PROBLEMS TO WORK ON:
#1 Answer these questions from the passage on poststreptococcal basal ganglia disorders, marking each answer with its letter:
(a) Which putamen keeps slightly greater T2 hyperintensity?
(b) What is named as the classic poststreptococcal neuropsychiatric disorder?
(c) How many children with poststreptococcal dystonia did Dale et al describe?
#2 Please explain in one to three sentences why the passage on poststreptococcal basal ganglia disorders treats poststreptococcal dystonia as separate from Sydenham chorea.
#3 Resume the passage on poststreptococcal basal ganglia disorders after its last sentence, continuing in the same style.

+++ PROVIDED PASSAGE

A, Axial fluid-attenuated inversion recovery image demonstrates only a small rim of residual T2 hyperintensity at the lateral margin of the right putamen. Slightly greater T2 hyperintensity remains in the left putamen. B, Axial apparent diffusion coefficient map demonstrates complete resolution of restricted diffusion in the heads of the caudate nuclei and putamina bilaterally.

Discussion

Although the classic poststreptococcal neuropsychiatric disorder is Sydenham chorea, recently other poststreptococcal basal ganglia phenotypes have been described in patients who do not meet the criteria for Sydenham chorea. One of these disorders is poststreptococcal dystonia.⁵ There is evidence suggesting that these disorders are autoimmune-mediated with antibodies attacking certain parts of the brain, specifically the basal ganglia.⁵

A variety of MR imaging findings have been reported in patients with Sydenham chorea, varying from normal-to-abnormal signal intensity involving the basal ganglia.^6–9 Dale et al² described 2 children with poststreptococcal dystonia. The putamina and the heads of the caudate nuclei demonstrated T2 hyperintensity, but no mention was made regarding the size of these nuclei.

++++++
+++ LISTED RECORDS

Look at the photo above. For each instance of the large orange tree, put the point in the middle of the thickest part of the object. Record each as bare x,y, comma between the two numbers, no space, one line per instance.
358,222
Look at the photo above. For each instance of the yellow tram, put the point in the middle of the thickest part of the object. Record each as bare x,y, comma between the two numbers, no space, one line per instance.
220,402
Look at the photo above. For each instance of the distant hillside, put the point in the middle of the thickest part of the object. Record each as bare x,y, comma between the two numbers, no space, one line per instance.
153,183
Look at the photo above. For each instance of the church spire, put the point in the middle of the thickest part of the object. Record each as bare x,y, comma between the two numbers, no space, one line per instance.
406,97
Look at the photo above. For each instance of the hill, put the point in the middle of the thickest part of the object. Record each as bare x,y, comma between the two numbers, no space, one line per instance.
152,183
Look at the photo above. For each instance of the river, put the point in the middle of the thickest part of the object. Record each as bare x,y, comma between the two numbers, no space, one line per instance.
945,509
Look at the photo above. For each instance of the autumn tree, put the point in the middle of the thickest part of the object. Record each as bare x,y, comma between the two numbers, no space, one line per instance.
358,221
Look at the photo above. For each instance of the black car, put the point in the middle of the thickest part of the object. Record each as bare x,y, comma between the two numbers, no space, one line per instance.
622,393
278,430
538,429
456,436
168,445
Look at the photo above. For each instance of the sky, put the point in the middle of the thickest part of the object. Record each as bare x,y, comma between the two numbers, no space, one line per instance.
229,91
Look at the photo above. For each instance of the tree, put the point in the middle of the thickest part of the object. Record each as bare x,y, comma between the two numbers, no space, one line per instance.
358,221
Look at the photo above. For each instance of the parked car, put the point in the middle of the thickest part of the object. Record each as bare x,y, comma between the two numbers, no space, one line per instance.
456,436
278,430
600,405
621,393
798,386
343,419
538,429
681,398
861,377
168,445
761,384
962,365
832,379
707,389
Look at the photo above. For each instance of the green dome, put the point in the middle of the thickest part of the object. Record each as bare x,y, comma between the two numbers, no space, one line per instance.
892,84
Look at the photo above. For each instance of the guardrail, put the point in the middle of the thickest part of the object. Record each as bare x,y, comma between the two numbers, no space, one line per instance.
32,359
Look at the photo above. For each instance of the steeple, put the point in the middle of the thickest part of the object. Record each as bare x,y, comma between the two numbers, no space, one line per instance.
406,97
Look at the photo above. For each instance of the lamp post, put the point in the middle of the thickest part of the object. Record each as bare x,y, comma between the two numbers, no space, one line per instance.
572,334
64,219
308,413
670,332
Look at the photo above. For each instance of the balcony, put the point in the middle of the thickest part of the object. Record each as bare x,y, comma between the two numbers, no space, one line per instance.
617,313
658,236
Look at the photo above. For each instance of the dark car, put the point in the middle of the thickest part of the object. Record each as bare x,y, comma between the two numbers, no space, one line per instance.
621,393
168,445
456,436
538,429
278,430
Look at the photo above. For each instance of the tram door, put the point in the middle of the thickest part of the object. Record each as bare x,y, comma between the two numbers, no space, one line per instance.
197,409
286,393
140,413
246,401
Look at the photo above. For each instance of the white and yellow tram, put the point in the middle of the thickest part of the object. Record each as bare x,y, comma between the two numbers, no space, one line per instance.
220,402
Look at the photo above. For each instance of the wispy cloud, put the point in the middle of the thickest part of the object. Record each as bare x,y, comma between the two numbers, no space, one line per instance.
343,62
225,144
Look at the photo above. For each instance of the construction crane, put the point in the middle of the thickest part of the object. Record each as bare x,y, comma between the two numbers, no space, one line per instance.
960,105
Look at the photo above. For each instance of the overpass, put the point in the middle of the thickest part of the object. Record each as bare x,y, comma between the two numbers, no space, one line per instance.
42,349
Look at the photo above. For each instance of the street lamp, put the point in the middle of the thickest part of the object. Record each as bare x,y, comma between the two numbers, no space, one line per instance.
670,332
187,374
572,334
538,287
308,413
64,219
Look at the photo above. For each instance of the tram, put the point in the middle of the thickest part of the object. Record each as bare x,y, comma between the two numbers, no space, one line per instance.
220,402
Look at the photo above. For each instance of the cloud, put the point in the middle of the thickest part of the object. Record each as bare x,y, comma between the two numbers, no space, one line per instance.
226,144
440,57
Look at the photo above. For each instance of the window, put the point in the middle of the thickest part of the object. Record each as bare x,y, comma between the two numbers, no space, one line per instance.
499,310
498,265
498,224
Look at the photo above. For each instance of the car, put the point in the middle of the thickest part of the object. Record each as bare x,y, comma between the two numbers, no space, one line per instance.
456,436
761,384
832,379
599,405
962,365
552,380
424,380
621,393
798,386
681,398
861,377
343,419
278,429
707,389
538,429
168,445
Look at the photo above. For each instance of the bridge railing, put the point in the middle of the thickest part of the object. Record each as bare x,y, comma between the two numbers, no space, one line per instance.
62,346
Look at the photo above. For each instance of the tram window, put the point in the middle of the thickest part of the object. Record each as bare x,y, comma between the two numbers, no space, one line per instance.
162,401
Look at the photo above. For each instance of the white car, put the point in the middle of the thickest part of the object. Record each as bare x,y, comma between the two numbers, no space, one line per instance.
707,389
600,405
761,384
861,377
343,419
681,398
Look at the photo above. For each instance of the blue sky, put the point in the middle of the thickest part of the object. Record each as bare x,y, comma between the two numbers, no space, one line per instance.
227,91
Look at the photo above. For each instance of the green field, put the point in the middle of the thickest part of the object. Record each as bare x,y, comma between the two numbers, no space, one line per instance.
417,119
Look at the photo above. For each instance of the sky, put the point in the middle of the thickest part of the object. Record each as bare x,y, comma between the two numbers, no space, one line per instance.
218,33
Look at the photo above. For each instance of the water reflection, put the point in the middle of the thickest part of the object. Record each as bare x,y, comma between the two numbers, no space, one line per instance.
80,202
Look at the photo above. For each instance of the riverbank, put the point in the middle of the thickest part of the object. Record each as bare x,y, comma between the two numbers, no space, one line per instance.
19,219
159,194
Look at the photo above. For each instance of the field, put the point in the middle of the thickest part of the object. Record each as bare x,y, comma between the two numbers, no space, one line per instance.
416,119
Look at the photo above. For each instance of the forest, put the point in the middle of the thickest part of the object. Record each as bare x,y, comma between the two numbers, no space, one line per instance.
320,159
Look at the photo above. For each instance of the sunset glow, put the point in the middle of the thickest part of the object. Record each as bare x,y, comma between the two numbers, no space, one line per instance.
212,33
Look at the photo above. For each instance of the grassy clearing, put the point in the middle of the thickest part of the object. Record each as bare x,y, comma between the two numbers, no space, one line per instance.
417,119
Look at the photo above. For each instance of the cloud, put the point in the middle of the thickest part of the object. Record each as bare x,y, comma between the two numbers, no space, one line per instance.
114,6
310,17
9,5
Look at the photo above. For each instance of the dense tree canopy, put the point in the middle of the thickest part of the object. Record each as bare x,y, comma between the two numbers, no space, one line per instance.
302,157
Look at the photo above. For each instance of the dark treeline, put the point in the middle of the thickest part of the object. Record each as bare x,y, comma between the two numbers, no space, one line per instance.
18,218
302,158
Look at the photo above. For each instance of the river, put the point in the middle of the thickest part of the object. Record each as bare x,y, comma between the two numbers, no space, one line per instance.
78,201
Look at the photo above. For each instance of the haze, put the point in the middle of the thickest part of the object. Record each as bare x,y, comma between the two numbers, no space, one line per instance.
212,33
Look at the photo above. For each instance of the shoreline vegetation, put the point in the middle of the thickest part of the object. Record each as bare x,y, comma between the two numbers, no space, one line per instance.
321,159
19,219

++++++
+++ LISTED RECORDS

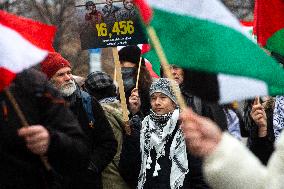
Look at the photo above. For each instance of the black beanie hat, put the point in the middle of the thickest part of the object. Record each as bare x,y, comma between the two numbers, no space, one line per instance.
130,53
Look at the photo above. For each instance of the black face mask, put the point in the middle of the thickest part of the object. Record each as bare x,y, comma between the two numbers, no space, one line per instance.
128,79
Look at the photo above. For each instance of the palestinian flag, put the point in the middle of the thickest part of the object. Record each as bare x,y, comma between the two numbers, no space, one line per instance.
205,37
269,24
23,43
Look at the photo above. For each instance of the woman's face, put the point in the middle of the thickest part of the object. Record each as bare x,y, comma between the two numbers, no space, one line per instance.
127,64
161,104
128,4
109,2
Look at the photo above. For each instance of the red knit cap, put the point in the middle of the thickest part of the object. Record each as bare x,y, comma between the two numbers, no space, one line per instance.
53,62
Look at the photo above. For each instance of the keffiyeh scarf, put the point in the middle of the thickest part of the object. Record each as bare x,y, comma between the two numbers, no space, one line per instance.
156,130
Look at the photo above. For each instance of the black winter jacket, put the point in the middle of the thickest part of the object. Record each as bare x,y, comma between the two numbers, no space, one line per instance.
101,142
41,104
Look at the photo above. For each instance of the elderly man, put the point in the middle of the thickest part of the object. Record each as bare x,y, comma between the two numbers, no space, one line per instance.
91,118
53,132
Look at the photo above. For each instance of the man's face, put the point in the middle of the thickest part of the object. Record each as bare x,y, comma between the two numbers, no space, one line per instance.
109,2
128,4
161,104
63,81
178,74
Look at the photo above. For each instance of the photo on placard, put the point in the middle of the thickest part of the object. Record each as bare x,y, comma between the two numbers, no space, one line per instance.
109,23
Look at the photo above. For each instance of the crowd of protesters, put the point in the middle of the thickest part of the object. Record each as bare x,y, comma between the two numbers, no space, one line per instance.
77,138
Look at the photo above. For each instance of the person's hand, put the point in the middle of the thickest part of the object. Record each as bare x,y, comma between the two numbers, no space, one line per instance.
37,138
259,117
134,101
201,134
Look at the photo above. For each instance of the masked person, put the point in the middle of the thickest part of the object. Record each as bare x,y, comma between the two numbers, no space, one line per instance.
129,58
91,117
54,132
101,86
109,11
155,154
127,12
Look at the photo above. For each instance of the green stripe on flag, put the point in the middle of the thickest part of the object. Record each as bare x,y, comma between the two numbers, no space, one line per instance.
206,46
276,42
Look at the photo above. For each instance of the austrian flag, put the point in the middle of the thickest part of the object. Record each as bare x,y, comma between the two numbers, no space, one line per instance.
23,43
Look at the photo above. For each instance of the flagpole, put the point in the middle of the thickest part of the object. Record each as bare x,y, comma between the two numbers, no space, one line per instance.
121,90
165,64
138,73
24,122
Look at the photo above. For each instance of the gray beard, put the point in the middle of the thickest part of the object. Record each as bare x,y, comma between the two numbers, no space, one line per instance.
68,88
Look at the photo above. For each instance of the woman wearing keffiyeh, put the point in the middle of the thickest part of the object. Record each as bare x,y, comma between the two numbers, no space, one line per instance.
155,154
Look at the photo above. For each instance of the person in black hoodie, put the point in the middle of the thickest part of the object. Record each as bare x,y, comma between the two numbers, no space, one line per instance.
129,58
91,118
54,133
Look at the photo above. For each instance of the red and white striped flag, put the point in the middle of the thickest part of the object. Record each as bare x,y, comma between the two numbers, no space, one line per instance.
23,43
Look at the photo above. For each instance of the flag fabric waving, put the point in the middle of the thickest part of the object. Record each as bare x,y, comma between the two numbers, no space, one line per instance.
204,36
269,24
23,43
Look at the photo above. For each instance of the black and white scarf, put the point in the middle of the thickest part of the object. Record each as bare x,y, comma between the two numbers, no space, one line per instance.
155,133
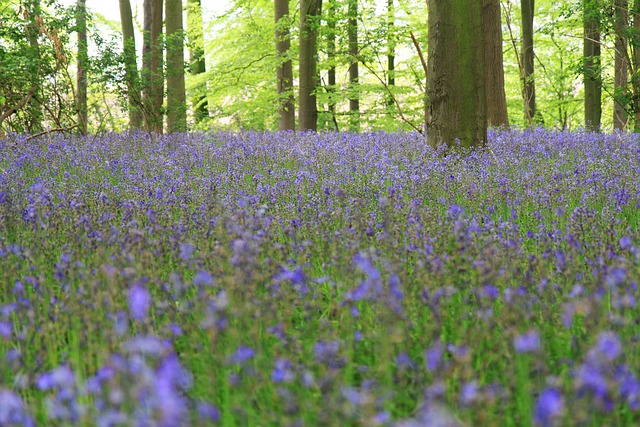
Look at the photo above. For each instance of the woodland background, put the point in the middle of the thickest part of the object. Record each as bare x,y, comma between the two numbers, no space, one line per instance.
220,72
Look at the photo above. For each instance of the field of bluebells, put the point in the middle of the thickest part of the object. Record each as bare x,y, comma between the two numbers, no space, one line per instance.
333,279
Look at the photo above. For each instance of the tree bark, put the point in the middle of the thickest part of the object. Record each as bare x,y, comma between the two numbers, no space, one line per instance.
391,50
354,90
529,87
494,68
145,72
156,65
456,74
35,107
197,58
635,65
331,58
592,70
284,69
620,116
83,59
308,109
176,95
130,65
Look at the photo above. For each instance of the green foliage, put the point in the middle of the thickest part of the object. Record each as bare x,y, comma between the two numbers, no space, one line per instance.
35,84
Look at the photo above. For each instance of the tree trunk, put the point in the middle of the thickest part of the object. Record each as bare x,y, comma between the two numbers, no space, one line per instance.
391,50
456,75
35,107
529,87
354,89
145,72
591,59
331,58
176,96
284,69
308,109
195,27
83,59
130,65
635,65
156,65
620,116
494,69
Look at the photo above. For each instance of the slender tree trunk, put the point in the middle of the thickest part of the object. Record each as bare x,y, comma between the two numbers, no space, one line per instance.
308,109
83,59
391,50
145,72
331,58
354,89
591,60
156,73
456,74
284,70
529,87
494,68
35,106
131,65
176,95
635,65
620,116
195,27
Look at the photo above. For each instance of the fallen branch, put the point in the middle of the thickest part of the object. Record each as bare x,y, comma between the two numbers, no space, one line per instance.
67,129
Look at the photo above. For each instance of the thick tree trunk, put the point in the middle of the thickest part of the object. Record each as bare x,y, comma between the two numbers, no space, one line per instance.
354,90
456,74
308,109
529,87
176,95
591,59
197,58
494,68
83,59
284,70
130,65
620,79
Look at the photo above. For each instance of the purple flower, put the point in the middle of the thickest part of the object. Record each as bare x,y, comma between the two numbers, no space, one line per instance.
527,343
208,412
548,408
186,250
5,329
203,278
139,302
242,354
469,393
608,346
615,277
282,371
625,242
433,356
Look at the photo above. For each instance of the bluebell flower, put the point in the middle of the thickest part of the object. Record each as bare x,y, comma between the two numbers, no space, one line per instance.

++++++

TASK RESULTS:
#1
(a) The left putamen.
(b) Sydenham chorea.
(c) 2.

#2 Poststreptococcal dystonia is one of the newer poststreptococcal basal ganglia phenotypes. These phenotypes were described in patients who do not meet the criteria for Sydenham chorea, so it is treated as a different disorder from the classic one.

#3
MR spectroscopic studies of the basal ganglia in children with Sydenham chorea and rheumatic fever have revealed reduction in NAA, increase in the choline/creatine ratio, and abnormal peaks at 3.5–4.2 ppm⁶ and at 1.5 ppm.⁷ Because choline is involved in neuronal and glial phospholipid metabolism, an elevated choline/creatine ratio may imply disturbed cell membrane turnover, whereas a decreased NAA/creatine ratio may indicate neuronal dysfunction or loss.⁶ An increased choline/creatine ratio may also reflect imbalance between dopaminergic and cholinergic systems because an increased choline/creatine ratio has been found in the basal ganglia of patients with Parkinson disease and attention deficit/hyperactivity disorder.¹⁰ The peaks at 3.5–4.2 and 1.5 ppm are thought to reflect breakdown products of lipids and amino acids.^6,7 Carbohydrates also resonate between 3.5–5 ppm. This supports the presence of antibodies attacking the basal ganglia because antibodies against streptolysin O are known to be mostly immunoglobulin M type, and they are composed of 15% carbohydrates.⁷

Single-voxel MR spectroscopy of the abnormal basal ganglia in our patient showed reduction of the NAA peak (a sign of neuronal injury) and an increased lactate peak, corresponding to conversion from aerobic energy production to anaerobic glycolysis.¹¹ Follow-up MR spectroscopy 1 month after the initial examination demonstrated further decrease in NAA and interval increase in choline with reversal of the choline/creatine ratio, consistent with increased neuronal injury and increased cell membrane turnover. In other pathologies marked by cell membrane breakdown (eg, neurodegenerative disorders), bound moieties may be liberated into the free choline pool, contributing to an increase in choline resonance.⁶ Recent studies by using immunofluorescence documented serum anti-basal ganglial antibodies in the poststreptococcal basal ganglia.⁶ MR spectroscopy findings in our patient support the hypothesis that the pathophysiologic mechanism for poststreptococcal dystonia with striatal necrosis could be an antibody-mediated immune reaction.

Follow-up MR imaging at 1 year demonstrated interval improvement in size, T2 signal intensity, and diffusion of the basal ganglia and appears to correlate with a slowly improving clinical course. These findings suggest that the underlying pathology in isolated basal ganglial “necrosis” may not represent irreversible necrosis after all.